TASK ITEM:
Beneath this task are records; print exactly the stretch of them from the line with "box: [113, 236, 690, 853]" through the line with "328L486 365L291 427L162", both ends included.

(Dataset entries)
*** Begin section ***

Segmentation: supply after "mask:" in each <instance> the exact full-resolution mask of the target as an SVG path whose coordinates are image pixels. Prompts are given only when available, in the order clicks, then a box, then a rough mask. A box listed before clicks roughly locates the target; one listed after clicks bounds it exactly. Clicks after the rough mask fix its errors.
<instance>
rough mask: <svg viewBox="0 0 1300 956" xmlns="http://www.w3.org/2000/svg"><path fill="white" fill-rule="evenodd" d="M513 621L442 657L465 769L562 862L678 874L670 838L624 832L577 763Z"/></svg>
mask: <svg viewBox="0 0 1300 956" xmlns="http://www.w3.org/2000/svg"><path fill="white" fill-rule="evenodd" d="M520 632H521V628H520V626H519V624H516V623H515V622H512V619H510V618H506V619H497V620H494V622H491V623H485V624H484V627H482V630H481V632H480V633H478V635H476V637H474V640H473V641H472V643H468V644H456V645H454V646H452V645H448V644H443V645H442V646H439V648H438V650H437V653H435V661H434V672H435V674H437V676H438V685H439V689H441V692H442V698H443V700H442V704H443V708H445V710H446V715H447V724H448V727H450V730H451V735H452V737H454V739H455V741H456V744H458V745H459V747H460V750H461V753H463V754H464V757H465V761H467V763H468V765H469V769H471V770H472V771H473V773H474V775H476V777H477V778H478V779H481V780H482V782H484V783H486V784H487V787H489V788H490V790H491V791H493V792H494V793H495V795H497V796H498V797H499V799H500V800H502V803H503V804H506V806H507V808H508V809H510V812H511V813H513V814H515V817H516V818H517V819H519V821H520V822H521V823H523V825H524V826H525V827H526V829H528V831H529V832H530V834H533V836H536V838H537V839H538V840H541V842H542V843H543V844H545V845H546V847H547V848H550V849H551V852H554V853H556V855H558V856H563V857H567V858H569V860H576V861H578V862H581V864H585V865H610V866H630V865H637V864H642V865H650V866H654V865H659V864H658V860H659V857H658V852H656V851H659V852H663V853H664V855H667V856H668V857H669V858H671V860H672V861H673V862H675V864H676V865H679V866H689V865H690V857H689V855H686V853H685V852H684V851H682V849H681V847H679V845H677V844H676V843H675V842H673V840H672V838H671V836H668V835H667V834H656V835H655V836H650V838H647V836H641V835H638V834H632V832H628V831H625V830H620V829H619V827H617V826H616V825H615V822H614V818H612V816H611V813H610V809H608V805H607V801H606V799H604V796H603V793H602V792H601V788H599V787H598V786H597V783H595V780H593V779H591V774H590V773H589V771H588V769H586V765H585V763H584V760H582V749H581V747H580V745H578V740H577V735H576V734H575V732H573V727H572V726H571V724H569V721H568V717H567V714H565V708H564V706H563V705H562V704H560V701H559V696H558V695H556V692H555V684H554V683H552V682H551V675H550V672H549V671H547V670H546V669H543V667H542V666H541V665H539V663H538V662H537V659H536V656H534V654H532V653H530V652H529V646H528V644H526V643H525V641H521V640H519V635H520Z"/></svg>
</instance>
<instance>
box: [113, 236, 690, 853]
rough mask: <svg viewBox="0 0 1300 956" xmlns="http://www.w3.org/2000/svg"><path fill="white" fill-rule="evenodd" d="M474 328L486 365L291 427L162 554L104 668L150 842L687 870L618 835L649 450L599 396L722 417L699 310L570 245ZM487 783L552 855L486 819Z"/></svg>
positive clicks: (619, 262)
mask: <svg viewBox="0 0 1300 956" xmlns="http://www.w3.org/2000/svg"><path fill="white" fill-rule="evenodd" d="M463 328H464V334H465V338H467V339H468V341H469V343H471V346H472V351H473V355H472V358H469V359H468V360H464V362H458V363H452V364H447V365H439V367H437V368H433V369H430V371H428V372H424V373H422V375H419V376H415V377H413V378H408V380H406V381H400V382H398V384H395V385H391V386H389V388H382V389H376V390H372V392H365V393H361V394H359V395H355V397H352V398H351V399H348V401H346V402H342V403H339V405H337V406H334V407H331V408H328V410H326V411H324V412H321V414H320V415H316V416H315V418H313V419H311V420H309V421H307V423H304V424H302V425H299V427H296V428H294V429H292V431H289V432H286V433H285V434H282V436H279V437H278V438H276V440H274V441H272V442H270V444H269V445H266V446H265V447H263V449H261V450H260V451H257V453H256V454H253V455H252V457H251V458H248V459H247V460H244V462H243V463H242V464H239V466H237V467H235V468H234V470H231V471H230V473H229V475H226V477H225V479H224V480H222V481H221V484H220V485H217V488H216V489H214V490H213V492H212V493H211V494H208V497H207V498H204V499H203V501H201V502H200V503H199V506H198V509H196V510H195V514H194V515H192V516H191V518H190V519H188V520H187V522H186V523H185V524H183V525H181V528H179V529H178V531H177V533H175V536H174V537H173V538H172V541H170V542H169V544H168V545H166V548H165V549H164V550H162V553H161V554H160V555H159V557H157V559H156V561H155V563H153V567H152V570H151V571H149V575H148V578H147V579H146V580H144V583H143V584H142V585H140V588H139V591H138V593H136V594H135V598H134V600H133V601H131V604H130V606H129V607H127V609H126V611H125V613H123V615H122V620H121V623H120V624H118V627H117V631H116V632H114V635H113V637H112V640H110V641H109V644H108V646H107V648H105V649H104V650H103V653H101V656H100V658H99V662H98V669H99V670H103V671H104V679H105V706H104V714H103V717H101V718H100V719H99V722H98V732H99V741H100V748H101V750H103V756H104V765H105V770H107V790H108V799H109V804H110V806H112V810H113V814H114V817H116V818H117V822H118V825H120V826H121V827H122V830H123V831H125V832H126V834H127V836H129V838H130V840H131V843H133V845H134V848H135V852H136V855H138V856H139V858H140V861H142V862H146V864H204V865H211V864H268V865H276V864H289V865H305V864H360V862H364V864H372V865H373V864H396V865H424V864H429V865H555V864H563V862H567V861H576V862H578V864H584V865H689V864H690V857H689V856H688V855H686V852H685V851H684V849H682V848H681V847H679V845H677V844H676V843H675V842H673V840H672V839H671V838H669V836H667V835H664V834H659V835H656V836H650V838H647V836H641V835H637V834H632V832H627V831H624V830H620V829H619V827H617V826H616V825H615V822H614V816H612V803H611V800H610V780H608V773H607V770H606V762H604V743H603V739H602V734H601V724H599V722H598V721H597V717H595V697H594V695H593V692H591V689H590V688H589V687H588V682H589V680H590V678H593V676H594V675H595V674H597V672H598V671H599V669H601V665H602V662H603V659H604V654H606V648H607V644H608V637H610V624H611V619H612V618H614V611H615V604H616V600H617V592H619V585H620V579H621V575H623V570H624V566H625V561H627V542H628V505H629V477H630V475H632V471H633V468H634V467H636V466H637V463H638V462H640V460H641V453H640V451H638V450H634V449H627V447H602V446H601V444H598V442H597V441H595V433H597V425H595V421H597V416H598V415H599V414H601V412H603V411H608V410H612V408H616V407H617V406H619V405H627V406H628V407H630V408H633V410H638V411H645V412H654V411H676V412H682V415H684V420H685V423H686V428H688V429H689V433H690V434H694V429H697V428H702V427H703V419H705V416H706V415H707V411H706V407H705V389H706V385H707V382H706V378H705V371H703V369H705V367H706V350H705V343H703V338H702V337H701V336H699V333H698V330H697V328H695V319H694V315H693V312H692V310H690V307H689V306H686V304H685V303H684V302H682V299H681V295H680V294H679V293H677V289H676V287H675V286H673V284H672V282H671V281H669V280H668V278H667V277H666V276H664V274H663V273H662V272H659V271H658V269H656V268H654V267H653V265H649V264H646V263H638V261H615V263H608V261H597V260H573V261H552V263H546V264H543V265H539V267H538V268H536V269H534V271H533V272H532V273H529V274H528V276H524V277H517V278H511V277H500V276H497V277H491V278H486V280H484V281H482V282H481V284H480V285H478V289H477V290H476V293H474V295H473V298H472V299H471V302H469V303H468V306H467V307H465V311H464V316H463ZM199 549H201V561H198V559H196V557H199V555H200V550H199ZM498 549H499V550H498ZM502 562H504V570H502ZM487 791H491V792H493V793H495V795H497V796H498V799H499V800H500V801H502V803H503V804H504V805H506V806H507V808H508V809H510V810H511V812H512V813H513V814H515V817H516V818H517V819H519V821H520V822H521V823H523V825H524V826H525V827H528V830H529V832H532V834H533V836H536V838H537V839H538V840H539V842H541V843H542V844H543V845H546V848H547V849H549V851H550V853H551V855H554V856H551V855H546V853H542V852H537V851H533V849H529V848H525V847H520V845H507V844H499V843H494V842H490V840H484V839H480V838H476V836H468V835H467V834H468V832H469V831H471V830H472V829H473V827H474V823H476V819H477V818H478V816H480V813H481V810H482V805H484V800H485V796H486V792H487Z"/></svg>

*** End section ***

ANSWER SPACE:
box: [113, 236, 690, 853]
rough mask: <svg viewBox="0 0 1300 956" xmlns="http://www.w3.org/2000/svg"><path fill="white" fill-rule="evenodd" d="M474 328L486 365L291 427L162 554L104 668L150 842L687 870L618 835L649 450L599 396L722 417L699 310L570 245ZM487 783L552 855L486 819Z"/></svg>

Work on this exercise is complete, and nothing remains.